▸ **EXCERPT PROVIDED**:
==============================
# Solved: Sniper Ghost Warrior, Slow and Choppy



## Bama Hound (Jul 6, 2011)

I got a game called Sniper Ghost Warrior. I read the system requirements on the DVD case and I have way more than it needs to run. What I didn't read was the fact that you have to load Stream. In fact when you put the DVD in the drive and hit install it loads Stream first. I had to set-up an account there and then it installs the game. When it gets through with the installation, I log on to Stream and there is the game in my library. It says hit the Play button to play. Well I see a bar next to that that says installiing components or something like that, 83% complete. We have slow DSL here but 5 1/2 hours later it completed. It was late so I quit and cranked it up next AM. Booted fine logged onto Stream, there was my game. I clicked on Sniper and it started fine. I created a character went through the audio and video options. I picked a high res since this is an old game (I run on a computer monitor and a TV) I use the big screen for my games. I then went through the games training cycle. All that was O.K. When I went to the Game Mode the intro trailer thingy was a little choppy but when I got the "mission" and went to "move out" , all went south from there. I put my finger on the "W" key (which is supposed to make the character move forward). Nothing, you can sit there holding the "W" for about 30 seconds and the guy finally choppily moves out. I figured I had my resolution set too high so I went back to the game options and all but one of the options are greyed out. I hit Technical Support on the DVD and it directs you to a trailer to buy the game I am sitting there with in my DVD player. It commenses to playing the trailer and the technical support link at the bottom is greyed out. I figure after the trailer the link will get hot. Never does. This game is made by City Interactive. Can anybody give me any clue as to what just happened over the coarse of the last couple days and what to do next. I would like to get the game going but if all else fails Wal-Mart can have it back with my kindest regards. I have never posted to any forum before so please overlook any stupid stuff. Attached dxdiag as asked in the sticky.(I think) Love to read the things on gere they help many times. Thank Y'all. P.S. Does the game play through the net on single player or what in the cat hair is going on here?
==============================
▸ **RECORD SET**:
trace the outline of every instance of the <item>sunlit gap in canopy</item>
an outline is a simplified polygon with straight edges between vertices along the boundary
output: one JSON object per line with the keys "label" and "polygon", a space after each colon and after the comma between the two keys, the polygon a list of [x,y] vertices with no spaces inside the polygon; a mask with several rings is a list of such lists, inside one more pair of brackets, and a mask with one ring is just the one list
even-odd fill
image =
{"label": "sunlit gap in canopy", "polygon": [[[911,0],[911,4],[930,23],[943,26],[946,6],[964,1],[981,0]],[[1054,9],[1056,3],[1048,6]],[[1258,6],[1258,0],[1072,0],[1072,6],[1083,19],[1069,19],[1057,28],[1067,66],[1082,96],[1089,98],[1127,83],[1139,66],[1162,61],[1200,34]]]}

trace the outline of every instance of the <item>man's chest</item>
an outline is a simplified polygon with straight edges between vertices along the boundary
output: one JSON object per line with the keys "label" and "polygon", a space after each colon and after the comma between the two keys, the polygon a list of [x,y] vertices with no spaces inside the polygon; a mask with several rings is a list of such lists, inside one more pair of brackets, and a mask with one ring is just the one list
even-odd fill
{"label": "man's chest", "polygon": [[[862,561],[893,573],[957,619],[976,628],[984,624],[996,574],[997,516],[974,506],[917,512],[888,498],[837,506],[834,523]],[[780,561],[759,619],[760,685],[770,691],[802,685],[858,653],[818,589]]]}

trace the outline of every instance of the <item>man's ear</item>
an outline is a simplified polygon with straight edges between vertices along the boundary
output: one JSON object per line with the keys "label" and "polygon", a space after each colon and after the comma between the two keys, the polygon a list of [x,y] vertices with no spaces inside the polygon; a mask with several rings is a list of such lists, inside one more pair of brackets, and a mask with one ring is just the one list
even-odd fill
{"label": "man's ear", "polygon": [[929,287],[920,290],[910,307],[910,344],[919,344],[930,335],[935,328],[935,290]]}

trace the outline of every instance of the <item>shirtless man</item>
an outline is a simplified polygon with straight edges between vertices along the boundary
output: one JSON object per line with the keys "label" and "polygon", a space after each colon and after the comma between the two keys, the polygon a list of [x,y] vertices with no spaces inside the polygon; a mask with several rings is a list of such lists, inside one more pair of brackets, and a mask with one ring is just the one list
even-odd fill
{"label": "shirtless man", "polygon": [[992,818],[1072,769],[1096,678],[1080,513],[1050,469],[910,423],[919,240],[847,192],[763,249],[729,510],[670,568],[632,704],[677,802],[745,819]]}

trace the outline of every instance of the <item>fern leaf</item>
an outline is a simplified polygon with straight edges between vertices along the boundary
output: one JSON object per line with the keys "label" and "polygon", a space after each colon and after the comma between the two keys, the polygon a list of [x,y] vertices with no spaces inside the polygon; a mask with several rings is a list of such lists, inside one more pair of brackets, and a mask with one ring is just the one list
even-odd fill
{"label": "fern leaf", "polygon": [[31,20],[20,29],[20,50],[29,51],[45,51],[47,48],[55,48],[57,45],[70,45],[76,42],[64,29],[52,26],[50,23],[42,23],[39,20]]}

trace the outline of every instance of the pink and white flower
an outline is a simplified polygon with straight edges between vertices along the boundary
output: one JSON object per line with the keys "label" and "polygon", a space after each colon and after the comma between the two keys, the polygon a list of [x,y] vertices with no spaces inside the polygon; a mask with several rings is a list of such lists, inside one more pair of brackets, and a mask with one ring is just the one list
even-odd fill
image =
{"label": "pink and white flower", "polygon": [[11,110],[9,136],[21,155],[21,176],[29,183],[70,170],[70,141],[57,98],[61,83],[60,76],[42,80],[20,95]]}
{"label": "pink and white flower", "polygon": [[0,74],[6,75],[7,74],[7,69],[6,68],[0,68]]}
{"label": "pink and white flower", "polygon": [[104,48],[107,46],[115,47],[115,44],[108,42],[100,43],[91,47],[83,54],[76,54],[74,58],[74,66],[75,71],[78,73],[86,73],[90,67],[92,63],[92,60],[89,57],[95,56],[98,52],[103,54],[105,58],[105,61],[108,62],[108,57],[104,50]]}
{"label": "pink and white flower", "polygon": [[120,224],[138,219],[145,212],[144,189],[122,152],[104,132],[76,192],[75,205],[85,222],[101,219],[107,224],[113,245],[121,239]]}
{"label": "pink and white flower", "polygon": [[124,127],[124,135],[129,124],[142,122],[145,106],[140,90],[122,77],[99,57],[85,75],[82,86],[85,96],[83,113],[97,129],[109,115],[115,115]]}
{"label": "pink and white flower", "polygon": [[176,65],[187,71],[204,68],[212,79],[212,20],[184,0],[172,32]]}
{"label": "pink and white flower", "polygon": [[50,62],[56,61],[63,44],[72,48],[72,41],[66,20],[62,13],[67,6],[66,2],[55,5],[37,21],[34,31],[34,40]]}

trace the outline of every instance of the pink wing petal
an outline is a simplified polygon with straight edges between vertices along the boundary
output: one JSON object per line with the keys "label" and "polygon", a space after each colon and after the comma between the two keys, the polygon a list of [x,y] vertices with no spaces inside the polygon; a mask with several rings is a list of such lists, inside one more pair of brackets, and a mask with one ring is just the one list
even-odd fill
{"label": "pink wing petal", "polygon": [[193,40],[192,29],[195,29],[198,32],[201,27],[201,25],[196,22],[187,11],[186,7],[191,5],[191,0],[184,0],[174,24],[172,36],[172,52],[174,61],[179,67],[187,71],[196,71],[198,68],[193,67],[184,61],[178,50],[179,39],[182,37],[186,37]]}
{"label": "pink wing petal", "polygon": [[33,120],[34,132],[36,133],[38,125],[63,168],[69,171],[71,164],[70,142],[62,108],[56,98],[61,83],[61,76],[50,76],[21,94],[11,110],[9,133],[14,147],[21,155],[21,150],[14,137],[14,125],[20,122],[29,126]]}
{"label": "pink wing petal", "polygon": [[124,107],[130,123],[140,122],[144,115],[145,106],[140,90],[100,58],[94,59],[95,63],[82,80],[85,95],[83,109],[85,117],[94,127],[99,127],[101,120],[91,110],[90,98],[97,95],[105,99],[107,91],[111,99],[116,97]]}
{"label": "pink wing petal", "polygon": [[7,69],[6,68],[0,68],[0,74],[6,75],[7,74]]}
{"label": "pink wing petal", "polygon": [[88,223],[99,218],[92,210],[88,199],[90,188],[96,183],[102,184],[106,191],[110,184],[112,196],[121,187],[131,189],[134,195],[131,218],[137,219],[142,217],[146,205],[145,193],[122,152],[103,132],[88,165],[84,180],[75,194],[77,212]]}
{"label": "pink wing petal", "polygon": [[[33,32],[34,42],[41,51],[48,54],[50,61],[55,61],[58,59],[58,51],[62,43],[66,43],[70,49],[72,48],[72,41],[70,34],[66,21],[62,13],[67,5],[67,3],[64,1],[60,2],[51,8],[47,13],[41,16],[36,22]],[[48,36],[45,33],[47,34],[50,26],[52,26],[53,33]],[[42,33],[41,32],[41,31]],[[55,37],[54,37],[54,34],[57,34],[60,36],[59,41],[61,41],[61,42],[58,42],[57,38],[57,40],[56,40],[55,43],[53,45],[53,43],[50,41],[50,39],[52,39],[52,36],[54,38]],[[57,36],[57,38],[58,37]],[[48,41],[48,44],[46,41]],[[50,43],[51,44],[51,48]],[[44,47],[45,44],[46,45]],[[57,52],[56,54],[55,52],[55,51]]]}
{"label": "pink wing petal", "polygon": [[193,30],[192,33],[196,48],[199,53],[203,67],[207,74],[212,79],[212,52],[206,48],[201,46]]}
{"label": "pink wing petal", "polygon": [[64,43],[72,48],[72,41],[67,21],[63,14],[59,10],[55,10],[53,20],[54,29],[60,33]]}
==============================
▸ **PROBLEM TO SOLVE**: Carry on the forum thread about Sniper Ghost Warrior running slow and choppy, picking up after its last sentence.

▸ **ANSWER BELOW**:
----------



## shadowmaker1001 (Jul 9, 2011)

so you have an intel pentium 4 cpu 
and 3 gigs of ram
and an Nvidia GeForce 6800 series GPU

It seems like the cpu and gpu are pretty low end 

and it says here the that the minimum requirment for the game are
3.2 GHz processer
2gb of ram
Nvidia 6800

usually the minimum system requirment dont recommend the game will run smoothly even on the lowest 
graphical setting first of all try updating the game just in case its a bug like on black ops for pc its choppy and slow no matter what graphics setting your on but with the updates it gets a bit better 
and if that doesnt work go ingame and lower the resolution because the bigger the resolution the harder it is for you graphics card to process it and if that still doesnt work then lower graphics setting but the resolution should work and since you barley me the requirements i'd say the lowest which is usually like 640x400 i think


----------



## Bama Hound (Jul 6, 2011)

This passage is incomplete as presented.